Given task A
In the XMP parsing thread, which Adobe library does Timothy say he will experiment with?
Given task B
Pick up the XMP parsing email thread after its last line and write a few more sentences of it.

***** Text block *****

Re: [DISCUSS] options for XMP parsing?

Posted by Ray Gauss <ra...@alfresco.com>.
Hi Tim,

Consolidated handing of XMP would be great, I'm glad you're taking a look at it and I'll try to help out where I can.

> You've been happy with it at Alfresco? 

It's been a while since I looked at it but I don't recall any difficulties.

> I'd be interested to hear more about what happens with InDesign files.

It stores things in 'pages' [1].

Regards,

Ray


[1] http://stackoverflow.com/a/22661992


> On Mar 10, 2016, at 9:38 AM, Allison, Timothy B. <ta...@mitre.org> wrote:
> 
> Hi Ray,
>  Got it.  Thank you.
> 
> That'd be great.  In follow up discussion with PDFBox devs, they mentioned that it is not a design feature/restriction on XMPBox that it doesn't handle non PDF/A files...only a matter of patching and building out their current code base.   The downside is there's quite a bit to do, the upside is that it is a living code base.
> 
> I'll experiment with Adobe's xmp-core.  If you have any pointers/examples, let me know...I'll be starting with: https://indisnip.wordpress.com/2010/08/17/extract-metadata-with-adobe-xmp-part-2/. You've been happy with it at Alfresco?

***** Stored data *****

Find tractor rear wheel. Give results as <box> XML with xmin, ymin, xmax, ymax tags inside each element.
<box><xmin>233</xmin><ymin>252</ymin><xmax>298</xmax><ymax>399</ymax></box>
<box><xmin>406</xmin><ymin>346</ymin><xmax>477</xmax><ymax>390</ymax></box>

*****

Task output A
Adobe's xmp-core.

Task output B
> 
> No matter which package we use, it would be nice to build out uniform extraction of XMP for all image and PDF files for the common elements -- with special handling by file type if necessary.  As you mentioned, it would also be great to add or modify our XMPScanner to extract all XMP packets from a file...I've started dabbling with this here: https://github.com/tballison/tika/tree/xmp_scanner .  I'd be interested to hear more about what happens with InDesign files. In our own test set, we have a PDF file with two packets containing conflicting authorship info IIRC! :)  It would be nice to expose both the canonical XMP info (with proper processing of "later-xmp-overrides-earlier") as well as all of the info that can be scraped from the XMP (packet1: authorXYZ packet2: authorQRS)...two different use cases.
> 
> Thank you, again.
> 
>             Cheers,
> 
>                   Tim 
> 
> 
> 
> 
> -----Original Message-----
> From: Ray Gauss [mailto:ray.gauss@alfresco.com] 
> Sent: Tuesday, March 08, 2016 2:34 PM
> To: dev@tika.apache.org
> Subject: Re: [DISCUSS] options for XMP parsing?
> 
> To clarify... the 'we' in my third sentence was referring to Alfresco, not Tika.
> 
> I'm not sure how much of that code would be useful but I may be able to contribute some of it.
> 
> Regards,
> 
> Ray
> 
> 
>> On Mar 8, 2016, at 2:07 PM, Allison, Timothy B. <ta...@mitre.org> wrote:
>> 
>> Thank you.  Will take a look.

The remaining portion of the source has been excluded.